Me parece que la intención del artículo era destacar cómo, poco a poco, se ha ido erosionando la generosidad con los menos favorecidos; pienso, sin embargo, que aunque los ricos pudieran ser hoy menos altruístas, la cicatería pudiera fermentar a todo nivel, sin importar la condición económica de las personas. Con la avaricia estaría sucediendo algo similar a lo que parece ocurrir con ciertos colectivos que antes fueron discriminados, solo que al revés… Ya que, tal  es el cambio en las posturas hacia estos (posturas aparentes, por lo demás), que dichas opciones han merecido una ya conocida broma: aquella de que antes eran proscritas, luego pasaron a ser toleradas, más tarde aceptadas, solo para al final terminar siendo recomendadas. “No vaya a ser –dice el chiste– que luego pasen a considerarse obligatorias”…

 

Sí, algo parecido (aunque en sentido inverso) está sucediendo con la cada vez más ausente generosidad; y es que antes era bien vista, luego simplemente se la dejó de ejercitar; más tarde, algunos han empezado a sugerir que ya no hay necesidad de practicarla. Así, no extrañaría que más tarde la cicatería pasara a considerarse como norma de conducta y, al final, ¿quién sabe?, terminaría siendo considerada obligatoria.

 

Pero, ¿en qué consiste aquello de ser espléndido o desprendido? En el fondo solo se trata de no ser egoísta, vale decir que: significa recordar que no estamos solos en el mundo, que hay otros con otra condición y otras dificultades o, simplemente, que lo que uno tiene es bueno compartirlo con los demás; es, por lo mismo, una actitud familiar o comunitaria, todo lo contrario de la infecunda y miserable tacañería. Ser dadivoso es ser liberal y hospitalario, consiste –en la medida de las propias posibilidades– en saber conjugar el verbo “dar”, en compartir lo que la fortuna (o quizá nuestro propio esfuerzo) nos dio, y saberlo hacer con alegría y sin alardear.

 

Advierto que, en efecto, la generosidad se ha ido haciendo cada vez más escasa. Estamos persuadidos que si alguien nos invita está obligado a agasajarnos. En este sentido, no siempre sabemos ser recíprocos y, a la vez, ser magnánimos con el anfitrión; no caemos en cuenta que es importante hacer un pequeño reconocimiento frente a su voluntaria hospitalidad. Si bien es sabido que es imposible que todos tengamos lo mismo y que hay anfitriones que no necesitan de nuestra prodigalidad, siempre es bueno llevar algo, para que no parezca que tomamos su generosidad como obligatoria: “Taken for granted”. Tal vez el dueño de casa sea acomodado y no se haya dado una molestia, pero apreciemos que se ha preocupado por atendernos. Es de gente bien nacida “actuar en consecuencia”.

• _Contenido de registros_:
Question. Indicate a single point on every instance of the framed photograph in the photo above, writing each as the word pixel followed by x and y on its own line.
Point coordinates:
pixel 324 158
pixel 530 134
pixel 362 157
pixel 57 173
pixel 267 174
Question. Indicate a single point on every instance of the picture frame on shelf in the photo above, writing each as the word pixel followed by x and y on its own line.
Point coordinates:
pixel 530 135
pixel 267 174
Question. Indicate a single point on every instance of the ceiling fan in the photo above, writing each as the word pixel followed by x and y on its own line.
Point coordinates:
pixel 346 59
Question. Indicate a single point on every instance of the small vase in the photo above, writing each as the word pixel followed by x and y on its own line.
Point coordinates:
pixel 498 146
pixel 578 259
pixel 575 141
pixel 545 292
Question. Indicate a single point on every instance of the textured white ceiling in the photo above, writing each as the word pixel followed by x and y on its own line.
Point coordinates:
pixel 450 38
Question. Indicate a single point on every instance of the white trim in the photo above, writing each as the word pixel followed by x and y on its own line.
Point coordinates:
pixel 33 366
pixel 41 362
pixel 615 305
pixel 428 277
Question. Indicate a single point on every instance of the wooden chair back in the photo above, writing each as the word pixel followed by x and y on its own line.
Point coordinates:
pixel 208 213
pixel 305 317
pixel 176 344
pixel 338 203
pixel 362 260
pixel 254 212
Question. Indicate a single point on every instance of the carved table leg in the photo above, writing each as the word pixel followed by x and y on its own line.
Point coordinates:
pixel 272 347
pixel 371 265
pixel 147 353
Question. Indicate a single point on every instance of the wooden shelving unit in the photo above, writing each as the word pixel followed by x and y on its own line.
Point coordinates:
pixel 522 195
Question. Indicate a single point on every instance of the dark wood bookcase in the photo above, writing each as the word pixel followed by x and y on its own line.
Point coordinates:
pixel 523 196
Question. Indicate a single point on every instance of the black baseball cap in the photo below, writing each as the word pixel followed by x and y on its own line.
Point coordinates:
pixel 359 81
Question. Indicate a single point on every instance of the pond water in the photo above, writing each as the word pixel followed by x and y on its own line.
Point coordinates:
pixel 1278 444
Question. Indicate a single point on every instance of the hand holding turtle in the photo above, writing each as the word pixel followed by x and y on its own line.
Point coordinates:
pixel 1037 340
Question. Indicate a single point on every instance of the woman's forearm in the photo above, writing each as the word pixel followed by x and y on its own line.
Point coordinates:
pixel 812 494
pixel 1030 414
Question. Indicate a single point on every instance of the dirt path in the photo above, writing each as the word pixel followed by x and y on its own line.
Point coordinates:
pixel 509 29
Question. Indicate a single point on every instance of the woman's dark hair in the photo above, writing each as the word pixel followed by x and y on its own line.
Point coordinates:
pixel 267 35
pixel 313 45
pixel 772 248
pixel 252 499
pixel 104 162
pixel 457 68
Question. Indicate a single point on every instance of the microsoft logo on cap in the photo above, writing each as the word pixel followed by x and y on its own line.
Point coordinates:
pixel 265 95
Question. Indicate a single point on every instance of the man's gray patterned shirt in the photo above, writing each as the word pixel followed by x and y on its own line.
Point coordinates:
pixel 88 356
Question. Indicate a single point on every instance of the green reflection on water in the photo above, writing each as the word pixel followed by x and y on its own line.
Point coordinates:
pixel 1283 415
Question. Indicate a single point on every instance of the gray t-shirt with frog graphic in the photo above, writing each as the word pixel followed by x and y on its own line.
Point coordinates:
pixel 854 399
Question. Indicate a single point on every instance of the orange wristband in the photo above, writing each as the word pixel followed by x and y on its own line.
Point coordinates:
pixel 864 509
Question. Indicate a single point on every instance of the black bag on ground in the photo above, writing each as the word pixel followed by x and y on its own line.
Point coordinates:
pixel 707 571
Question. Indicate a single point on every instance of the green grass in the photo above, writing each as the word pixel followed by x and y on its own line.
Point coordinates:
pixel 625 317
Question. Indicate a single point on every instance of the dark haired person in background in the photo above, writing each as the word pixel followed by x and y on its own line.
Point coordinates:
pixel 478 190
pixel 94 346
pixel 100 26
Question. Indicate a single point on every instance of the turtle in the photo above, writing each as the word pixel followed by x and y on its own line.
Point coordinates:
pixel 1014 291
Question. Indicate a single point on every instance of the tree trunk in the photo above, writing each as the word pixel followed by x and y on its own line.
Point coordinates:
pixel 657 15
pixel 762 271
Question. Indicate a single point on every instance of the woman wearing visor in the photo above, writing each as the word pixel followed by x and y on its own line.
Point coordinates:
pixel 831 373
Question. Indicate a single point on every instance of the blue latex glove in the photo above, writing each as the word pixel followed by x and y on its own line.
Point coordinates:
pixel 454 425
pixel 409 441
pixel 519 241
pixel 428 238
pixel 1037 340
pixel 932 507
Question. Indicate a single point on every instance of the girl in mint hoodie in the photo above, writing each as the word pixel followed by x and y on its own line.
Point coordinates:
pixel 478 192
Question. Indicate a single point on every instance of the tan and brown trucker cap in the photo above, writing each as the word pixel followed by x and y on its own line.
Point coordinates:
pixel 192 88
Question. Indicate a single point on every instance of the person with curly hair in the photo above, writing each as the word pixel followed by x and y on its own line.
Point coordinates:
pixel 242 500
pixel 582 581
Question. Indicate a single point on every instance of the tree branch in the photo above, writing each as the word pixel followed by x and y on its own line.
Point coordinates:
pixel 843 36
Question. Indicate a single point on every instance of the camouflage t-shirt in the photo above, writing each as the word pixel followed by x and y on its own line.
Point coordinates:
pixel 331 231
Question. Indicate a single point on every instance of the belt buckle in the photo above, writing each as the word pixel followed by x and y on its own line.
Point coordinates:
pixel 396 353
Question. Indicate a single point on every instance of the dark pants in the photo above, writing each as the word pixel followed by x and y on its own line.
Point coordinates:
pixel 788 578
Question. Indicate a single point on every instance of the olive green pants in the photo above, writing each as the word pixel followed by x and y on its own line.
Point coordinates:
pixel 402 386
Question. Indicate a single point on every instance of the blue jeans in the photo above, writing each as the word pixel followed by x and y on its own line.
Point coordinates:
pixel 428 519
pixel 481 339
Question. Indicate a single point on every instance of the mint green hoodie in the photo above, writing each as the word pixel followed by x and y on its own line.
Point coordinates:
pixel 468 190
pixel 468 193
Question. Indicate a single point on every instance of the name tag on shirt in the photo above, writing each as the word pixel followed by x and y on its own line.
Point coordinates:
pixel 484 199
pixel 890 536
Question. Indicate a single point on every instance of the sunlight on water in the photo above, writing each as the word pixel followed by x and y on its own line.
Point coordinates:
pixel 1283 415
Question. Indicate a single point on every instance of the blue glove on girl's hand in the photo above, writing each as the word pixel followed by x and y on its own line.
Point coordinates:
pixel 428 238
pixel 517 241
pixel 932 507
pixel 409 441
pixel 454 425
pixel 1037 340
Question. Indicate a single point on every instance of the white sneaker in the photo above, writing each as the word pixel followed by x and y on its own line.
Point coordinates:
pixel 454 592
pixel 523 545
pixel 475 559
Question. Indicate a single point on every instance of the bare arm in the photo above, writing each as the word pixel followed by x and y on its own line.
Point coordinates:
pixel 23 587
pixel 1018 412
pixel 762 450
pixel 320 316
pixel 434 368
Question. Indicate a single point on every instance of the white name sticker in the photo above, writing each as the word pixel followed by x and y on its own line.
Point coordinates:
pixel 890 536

• _Tareas del ejercicio_:
**a.** Resume en dos oraciones el texto sobre la generosidad.
**b.** Cambia "cicatería" por "tacañería" y copia el pasaje del texto sobre la generosidad que empieza en "Sí, algo parecido" y termina en "siendo considerada obligatoria.".
**c.** Prosigue el texto sobre la generosidad a partir de su última oración.
Los registros no tienen relación con el texto.

• _Respuestas_:
**a.** El texto sostiene que la generosidad se ha ido haciendo cada vez más escasa y compara ese proceso, en sentido inverso, con la broma sobre opciones que pasaron de proscritas a recomendadas, hasta sugerir que la cicatería podría terminar considerada obligatoria. Explica que ser generoso es no ser egoísta y compartir con alegría y sin alardear, y aconseja llevar algo al anfitrión para no tomar su hospitalidad como obligatoria.

**b.**
Sí, algo parecido (aunque en sentido inverso) está sucediendo con la cada vez más ausente generosidad; y es que antes era bien vista, luego simplemente se la dejó de ejercitar; más tarde, algunos han empezado a sugerir que ya no hay necesidad de practicarla. Así, no extrañaría que más tarde la tacañería pasara a considerarse como norma de conducta y, al final, ¿quién sabe?, terminaría siendo considerada obligatoria.

**c.**
 

No es mi intención pontificar, y menos ponerme de ejemplo. Por esas circunstancias que suele tener la fortuna –esto es, la mala fortuna– viví una infancia con restricciones, pero tuve la suerte de crecer aprendiendo de la generosidad de mis mayores que sabían ejercitar con largueza algo que hoy casi no se oye: la palabra “caridad”. Caridad no es solo un nombre de mujer, ni solo quiere decir dar limosna. Caridad significa empatía, preocupación por las limitaciones y necesidades que afectan a los que menos tienen, a quienes hacen esfuerzo para “completar para el mes”. Y aprendí también que la riqueza puede tal vez diferenciarnos pero aquello no nos hace nobles. Lo que de veras nos marca con la huella de la nobleza no es otra cosa que la magnanimidad.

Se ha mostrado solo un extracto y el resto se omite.